Stored dataset items:
--- start ---

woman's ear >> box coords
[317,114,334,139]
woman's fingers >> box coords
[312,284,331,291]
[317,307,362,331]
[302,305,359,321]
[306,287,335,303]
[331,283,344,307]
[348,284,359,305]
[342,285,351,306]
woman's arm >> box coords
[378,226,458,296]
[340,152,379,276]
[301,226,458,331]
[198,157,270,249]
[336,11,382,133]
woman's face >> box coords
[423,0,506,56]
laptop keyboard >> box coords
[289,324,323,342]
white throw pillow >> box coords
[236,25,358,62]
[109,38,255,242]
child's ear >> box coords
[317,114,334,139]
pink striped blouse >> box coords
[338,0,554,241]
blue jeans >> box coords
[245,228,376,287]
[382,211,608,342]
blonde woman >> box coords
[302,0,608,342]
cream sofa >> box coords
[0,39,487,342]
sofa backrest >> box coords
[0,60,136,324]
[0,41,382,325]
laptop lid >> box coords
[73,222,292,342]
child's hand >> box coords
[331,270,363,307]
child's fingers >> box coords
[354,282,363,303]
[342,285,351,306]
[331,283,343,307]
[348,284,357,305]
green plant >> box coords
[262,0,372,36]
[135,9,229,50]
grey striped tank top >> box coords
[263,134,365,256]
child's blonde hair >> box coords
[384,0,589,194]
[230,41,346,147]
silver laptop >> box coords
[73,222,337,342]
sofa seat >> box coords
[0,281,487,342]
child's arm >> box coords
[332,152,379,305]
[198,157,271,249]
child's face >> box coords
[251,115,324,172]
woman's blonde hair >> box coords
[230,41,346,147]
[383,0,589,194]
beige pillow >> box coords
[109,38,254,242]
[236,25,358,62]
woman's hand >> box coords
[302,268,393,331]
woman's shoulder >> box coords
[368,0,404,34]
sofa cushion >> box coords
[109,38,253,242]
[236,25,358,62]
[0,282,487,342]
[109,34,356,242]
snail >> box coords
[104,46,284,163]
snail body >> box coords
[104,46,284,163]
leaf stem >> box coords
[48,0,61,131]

--- end ---

→ **Task brief**
Reproduce the listing starting at the line containing "laptop keyboard >> box coords" and ending at the line containing "[348,284,357,305]", both included. Increase every box coordinate by 104 and leave all other text as it is.

→ **Output of the exercise**
laptop keyboard >> box coords
[393,428,427,446]
white throw pillow >> box coords
[340,129,462,166]
[213,142,359,346]
child's ear >> box coords
[421,218,438,243]
pink striped blouse >> box coords
[442,104,658,345]
blue jeans >> box coords
[349,332,480,391]
[486,315,712,446]
blonde woman >> box coords
[406,104,712,446]
cream sofa >> box coords
[104,143,591,446]
sofa backrest >> box coords
[104,164,240,428]
[104,145,486,429]
laptop lid >> box coords
[177,326,396,446]
child's hand >> box coords
[435,374,467,411]
child's fingers >> box coords
[458,386,467,407]
[446,389,455,410]
[435,387,447,411]
[452,388,461,409]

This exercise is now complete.